--- QUOTED PASSAGE ---

If the Hittites and Jebusites and Canaanites would have repented of their evil ways—what would God have done? Interesting question. But not one available to the Amalekites; they could never repent for what their forefathers did.

In fact, in reviewing the history, we see remarkable forbearance and restraint on the part of the Amalekites. After Saul almost wiped them out, David was busy attacking their cities, equally killing all the men and women. Yet when the Amalekites attacked David’s city, they do not kill a single women or child. Not one.

Can you imagine your parents or grandparents all but eliminated by Saul? Your cousins and brothers and sisters are currently being killed by David. And all are claiming the mandate of a God, the blessing of the Creator to kill you, your children and all you know.

And you have an opportunity to fight back. A moment to attack the dreaded enemy. And you do NOT do to them what they did to you. Sounds like the Amalekites had pretty good handle on the Golden Rule long before Jesus came along.

To no avail. God has no mercy when your grandparents went to war…

All of which leads me to the $64,000 question—how does a skeptic tell the difference? We see people justifying their actions all the time: “The Devil made me do it,” “I was a product of a broken home,” “He hit me first!” Certainly a God is a convenient justification.

Here we have humans killing humans. For reasons that are not acceptable. Yet it is justified with the claim “God ordered me to do it.” How do I tell the difference between humans using God as an excuse to do what humans have always done, and a God that has the moral ability to order genocide? An ability in which I have no feasible way to verify or even view the law by which God is supposedly conforming?

A small story to make my point:

When I was in the early stages of deconversion, I was struck by the unsettling issue of whether we were giving the benefit of the doubt to incidents in the Tanakh, simply because they were “Christian.” How do I remove my own bias from the equation and treat the story as if it came from another religion? How would it be considered then?

One day, in Sunday School, I mentioned how I had been studying the Qur’an. And that within the Qur’an it indicated that Allah had granted the land of Palestine to the Muslims, giving them the right to kill all non-Muslim inhabitants within. Further, that the Qur’an clearly states those of us outside of Palestine are Infidels, and if we did not convert to Islam, the Muslims are entitled to kill all the males, taking the females and children as rightful plunder.

There were statements of “Tsk, tsk” and “How awful” and “Can’t they see how wrong that is?”

I then indicated that those statements were NOT actually from the Qur’an, but were taken directly from Deut. 20:10-18. That it was YHWH, not Allan. And the Hebrews, not the Muslims. After an uncomfortable silence, and a few “Harumphs” as the people openly displayed their indignation at being deceived into condemning the Bible, a person coughed out, “Well, that was a different time…let’s move on!” and the whole uncomfortable affair was left behind.

I didn’t care. My fears were realized. We DO give the benefit of the doubt, and grant the God of the Bible concessions we never would in any other religion.

If Chemosh ordered the Moabites to wipe out the Hebrews for their attacks on them in the past, would any person claim that this was a moral act? Why would we do so for YHWH?

Finally, a common trend is to sweep the Tanakh atrocities under the rug. We see people emphasizing the God of the New Testament, and basically try to ignore the God of the Tanakh. I hear focus on “Love your neighbor” and not “Kill the Amalekites.”

--- MATERIAL PROVIDED ---
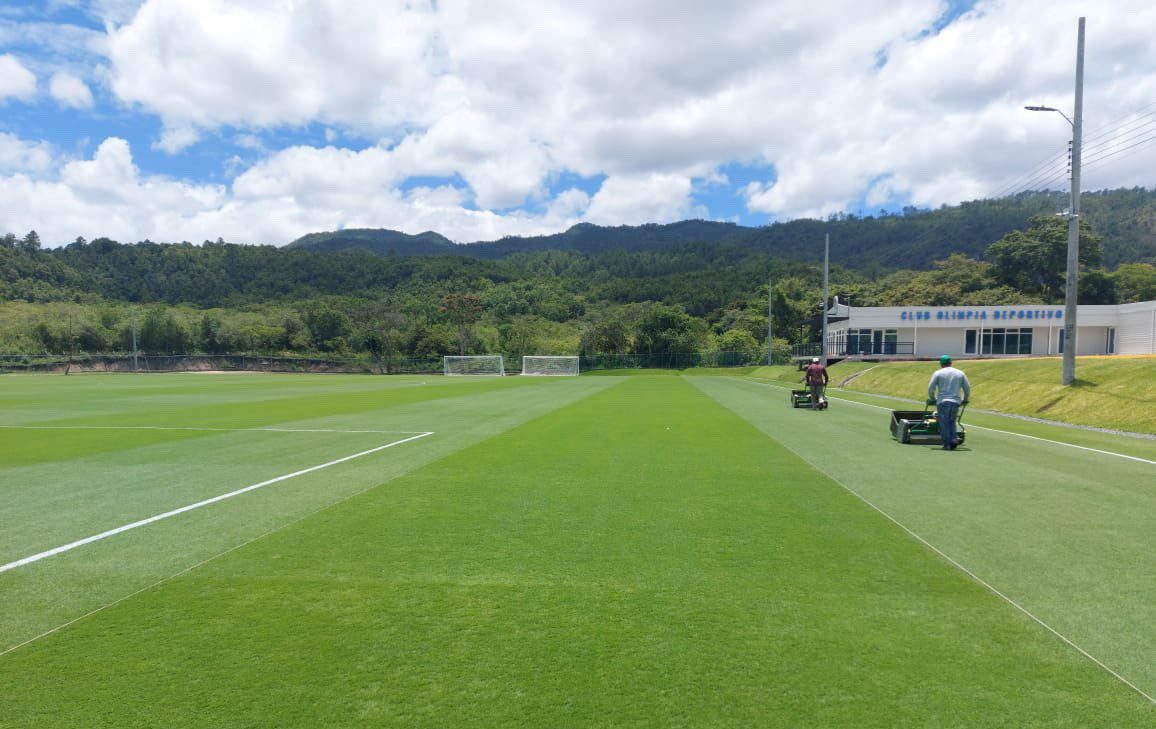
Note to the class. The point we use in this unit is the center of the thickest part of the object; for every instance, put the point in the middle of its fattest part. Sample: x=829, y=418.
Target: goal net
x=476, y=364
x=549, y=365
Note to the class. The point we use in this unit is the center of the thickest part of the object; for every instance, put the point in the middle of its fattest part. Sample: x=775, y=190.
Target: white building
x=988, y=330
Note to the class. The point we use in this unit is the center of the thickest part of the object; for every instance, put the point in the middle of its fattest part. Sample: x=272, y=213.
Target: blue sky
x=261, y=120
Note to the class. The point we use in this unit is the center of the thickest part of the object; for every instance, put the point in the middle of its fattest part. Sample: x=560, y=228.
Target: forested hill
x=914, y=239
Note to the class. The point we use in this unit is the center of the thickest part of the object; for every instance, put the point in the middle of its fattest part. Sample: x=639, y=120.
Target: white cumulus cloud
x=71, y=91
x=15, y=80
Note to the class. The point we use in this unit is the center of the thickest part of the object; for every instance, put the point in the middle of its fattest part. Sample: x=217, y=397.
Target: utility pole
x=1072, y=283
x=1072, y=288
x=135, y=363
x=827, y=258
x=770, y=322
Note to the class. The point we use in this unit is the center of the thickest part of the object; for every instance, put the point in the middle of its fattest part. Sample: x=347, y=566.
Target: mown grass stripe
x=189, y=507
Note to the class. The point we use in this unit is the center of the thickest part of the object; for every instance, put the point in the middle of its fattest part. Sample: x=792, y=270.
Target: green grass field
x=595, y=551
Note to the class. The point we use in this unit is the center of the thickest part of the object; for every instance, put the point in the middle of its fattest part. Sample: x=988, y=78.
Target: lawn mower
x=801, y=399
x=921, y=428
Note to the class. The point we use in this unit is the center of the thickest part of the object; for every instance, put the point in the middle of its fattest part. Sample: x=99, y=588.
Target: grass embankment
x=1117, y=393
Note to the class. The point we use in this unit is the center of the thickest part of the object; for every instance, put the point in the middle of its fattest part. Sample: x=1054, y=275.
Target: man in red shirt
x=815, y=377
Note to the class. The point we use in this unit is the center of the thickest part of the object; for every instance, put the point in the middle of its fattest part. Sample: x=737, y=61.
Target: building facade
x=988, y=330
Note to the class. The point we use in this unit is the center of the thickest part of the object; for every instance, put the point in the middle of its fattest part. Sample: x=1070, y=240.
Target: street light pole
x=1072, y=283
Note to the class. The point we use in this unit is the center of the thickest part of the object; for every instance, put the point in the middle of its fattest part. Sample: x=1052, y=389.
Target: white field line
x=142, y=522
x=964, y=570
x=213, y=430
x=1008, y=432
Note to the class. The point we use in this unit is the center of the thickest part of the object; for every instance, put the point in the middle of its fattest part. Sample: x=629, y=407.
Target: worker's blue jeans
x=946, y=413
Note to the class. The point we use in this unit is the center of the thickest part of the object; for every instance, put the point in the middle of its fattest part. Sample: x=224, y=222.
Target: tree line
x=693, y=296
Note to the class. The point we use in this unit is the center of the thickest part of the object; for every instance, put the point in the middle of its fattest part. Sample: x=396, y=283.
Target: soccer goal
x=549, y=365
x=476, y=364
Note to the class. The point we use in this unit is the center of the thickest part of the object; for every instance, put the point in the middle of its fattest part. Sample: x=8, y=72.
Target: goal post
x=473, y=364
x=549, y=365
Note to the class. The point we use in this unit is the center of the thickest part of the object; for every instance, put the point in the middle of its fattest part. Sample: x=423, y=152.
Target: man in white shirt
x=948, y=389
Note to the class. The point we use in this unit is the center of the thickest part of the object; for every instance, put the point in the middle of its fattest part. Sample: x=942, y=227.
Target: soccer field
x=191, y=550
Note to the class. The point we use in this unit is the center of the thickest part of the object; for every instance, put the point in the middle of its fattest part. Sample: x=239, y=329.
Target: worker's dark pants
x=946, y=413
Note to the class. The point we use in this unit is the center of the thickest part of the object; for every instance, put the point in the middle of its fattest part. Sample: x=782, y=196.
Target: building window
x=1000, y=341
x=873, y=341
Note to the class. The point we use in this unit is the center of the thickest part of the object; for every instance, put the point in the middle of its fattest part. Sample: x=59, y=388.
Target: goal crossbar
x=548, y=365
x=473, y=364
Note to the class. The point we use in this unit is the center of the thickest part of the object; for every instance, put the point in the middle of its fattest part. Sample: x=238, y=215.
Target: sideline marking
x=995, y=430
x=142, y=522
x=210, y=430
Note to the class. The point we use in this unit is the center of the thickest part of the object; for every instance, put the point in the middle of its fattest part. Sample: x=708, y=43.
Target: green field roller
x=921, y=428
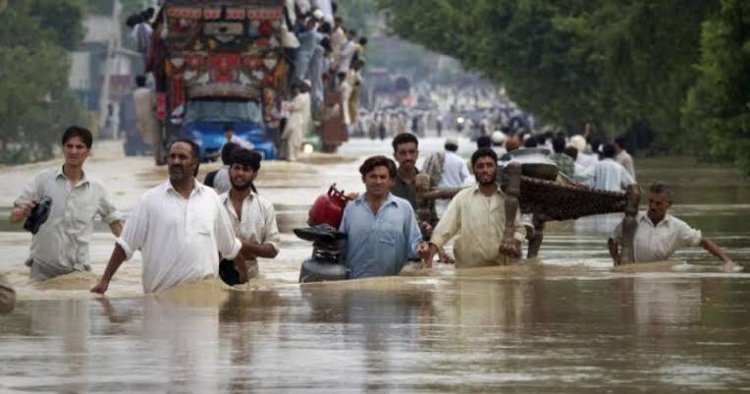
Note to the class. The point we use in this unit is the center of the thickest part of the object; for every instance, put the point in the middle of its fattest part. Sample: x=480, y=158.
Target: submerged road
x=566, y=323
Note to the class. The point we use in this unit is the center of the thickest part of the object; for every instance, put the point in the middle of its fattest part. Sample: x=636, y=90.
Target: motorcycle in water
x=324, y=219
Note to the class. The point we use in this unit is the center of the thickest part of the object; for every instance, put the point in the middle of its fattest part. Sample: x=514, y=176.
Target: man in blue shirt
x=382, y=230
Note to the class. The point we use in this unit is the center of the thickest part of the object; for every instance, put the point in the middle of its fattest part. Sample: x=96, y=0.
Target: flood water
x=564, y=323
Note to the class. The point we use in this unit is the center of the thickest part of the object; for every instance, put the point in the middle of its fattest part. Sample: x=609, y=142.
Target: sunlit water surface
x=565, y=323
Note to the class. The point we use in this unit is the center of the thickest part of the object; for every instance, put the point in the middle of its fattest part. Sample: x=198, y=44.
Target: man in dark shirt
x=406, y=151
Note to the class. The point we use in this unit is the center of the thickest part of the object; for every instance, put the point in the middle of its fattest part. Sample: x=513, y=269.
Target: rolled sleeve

--- TO DO ---
Print part of the Amalekites passage word for word, beginning at the words that have "I then indicated" and stopping after "was left behind.".

--- REPLY TO THE EXERCISE ---
I then indicated that those statements were NOT actually from the Qur’an, but were taken directly from Deut. 20:10-18. That it was YHWH, not Allan. And the Hebrews, not the Muslims. After an uncomfortable silence, and a few “Harumphs” as the people openly displayed their indignation at being deceived into condemning the Bible, a person coughed out, “Well, that was a different time…let’s move on!” and the whole uncomfortable affair was left behind.